[TRABAJO REQUERIDO]
1. Según el texto sobre la confesión de Pedro, ¿por qué la promesa de Cristo permanece a pesar de la incredulidad creciente y del indiferentismo? Responde en una a tres oraciones.
2. Prosigue el texto sobre la confesión de Pedro a partir de donde termina.
┌─ TEXTO PROPORCIONADO
Hemos captado la relación entre la promesa que hace Isaías a Eleacín y la de Jesús a Pedro: “Pondré la llave del palacio de David sobre su hombro. Lo que él abra, nadie lo podrá cerrar, lo que él cierre, nadie lo podrá abrir.” Aquella fue punctual, la de Cristo abre la universalidad eclesial, la permanencia a pesar de la incredulidad creciente, a pesar del indiferentismo, por sobre cualquier estructura que amenace la dignidad de la persona, porque su origen viene desde arriba, “del Padre de las luces”.  
La pregunta: “Y ustedes ¿quién dicen que soy Yo?”, continúa resonando en el mundo y en cada uno de nosotros. No podemos contentarnos con una respuesta irrelevante, sin compromiso, que permanece a nivel de opinión extrínseca. Pidamos que surja, con una fe firme y decidida, confiada en Dios y mantenida por el trato y el conocimiento interno de Jesús: “¡Tú eres el Mesías, el Hijo de Dios vivo!” Aquel que ofrece frescura, novedad, creatividad, liberación, esperanza que inicia desde aquí, esfuerzo por instaurar un Reino de justicia y de paz y que queremos que cuente con nuestra adhesión incondicional, hecha acción, para convertirnos, a ejemplo suyo, en hombres y mujeres para el servicio de los demás. 

Digámoselo al recibirlo en la Eucaristía, en ese encuentro profundo y silencioso. Digámoselo con humildad y llenos de confianza: “¡Verdaderamente, Tú eres el Mesías, el Hijo de Dios!” ¡Ciertamente nos escucha y hará vida en nosotros esta confesión!

miércoles, 10 de agosto de 2011

20° ordinario, 14 agosto, 2011.
└─
┌─ DATOS DISPONIBLES
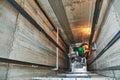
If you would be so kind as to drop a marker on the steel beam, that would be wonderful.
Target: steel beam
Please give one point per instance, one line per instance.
(98, 6)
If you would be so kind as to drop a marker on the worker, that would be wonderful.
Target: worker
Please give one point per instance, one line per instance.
(80, 51)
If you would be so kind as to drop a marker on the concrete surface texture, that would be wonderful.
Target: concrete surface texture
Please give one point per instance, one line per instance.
(27, 52)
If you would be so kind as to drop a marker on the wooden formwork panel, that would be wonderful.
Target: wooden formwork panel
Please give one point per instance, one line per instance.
(33, 10)
(21, 40)
(110, 28)
(8, 17)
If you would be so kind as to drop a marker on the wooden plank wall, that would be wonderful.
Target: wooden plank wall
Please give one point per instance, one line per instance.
(110, 58)
(21, 41)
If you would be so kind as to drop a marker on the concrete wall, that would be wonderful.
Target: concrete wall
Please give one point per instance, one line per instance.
(111, 57)
(21, 41)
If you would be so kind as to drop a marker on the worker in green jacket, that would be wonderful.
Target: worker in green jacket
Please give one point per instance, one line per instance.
(80, 51)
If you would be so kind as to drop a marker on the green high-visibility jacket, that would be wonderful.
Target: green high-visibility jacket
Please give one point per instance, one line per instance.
(80, 49)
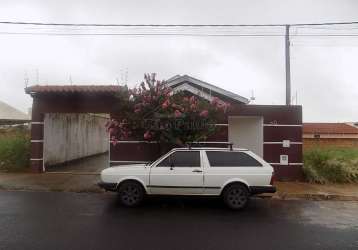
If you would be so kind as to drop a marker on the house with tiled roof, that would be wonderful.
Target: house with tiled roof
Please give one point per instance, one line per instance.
(273, 132)
(330, 135)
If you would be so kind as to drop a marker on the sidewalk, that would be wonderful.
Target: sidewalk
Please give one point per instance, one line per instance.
(87, 182)
(303, 190)
(67, 182)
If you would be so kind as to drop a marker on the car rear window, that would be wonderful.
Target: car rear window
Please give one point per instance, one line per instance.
(231, 159)
(182, 159)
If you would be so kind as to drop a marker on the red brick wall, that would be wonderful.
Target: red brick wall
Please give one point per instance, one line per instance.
(330, 142)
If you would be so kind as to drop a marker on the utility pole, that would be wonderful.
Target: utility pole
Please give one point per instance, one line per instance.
└─
[RESPUESTAS POR TAREA]
1. Porque su origen viene desde arriba, "del Padre de las luces". Por eso, a diferencia de la promesa puntual de Isaías a Eleacín, la de Cristo abre la universalidad eclesial y se mantiene por sobre cualquier estructura que amenace la dignidad de la persona.

2.
Primera Lectura: del libro del profera Isaías 56: 1, 6-7
Salmo Responsorial, del salmo 66:  Que te alaben, Señor,todos los pueblos.
Segunda Lectura: de la carta del apóstol Pablo a los Romanos 11: 13-15, 29-32
Aclamación: Jesús predicaba el Evangelio del Reino y curaba las enfermedades y dolencias del pueblo.
Evangelio: Mateo 15: 21-28.
  
La liturgia de hoy continúa con el tema de la Fe, la que parecería que faltó a San Pedro, como leíamos el domingo pasado, pero que surgió, como del rescoldo, la suficiente para gritar: “Señor, sálvame”. Busquemos entre las cenizas el fuego que revive esa confianza, surgida, como hemos reflexionado muchas veces, del conocimiento, de la entereza y convicción de que en Jesús encontramos la sanación, la recuperación de lo que sentíamos perdido. Esa llama, otra vez fulgurante, nos hará sentir que es verdad lo que hemos escuchado y confesado en la antífona de entrada: “un solo día en tu casa, vale más que mil en cualquier otra parte”; que agrande lo que perdura: el Amor, una vez más como fruto del conocimiento, de la aceptación y del auténtico abandono en manos de Aquel que nos promete mucho más de lo que nosotros podríamos imaginar, sintiendo el eco de lo que nos dice San Pablo en el fragmento que hemos escuchado de la carta a los Romanos: “Dios no se arrepiente de sus dones ni de su elección”.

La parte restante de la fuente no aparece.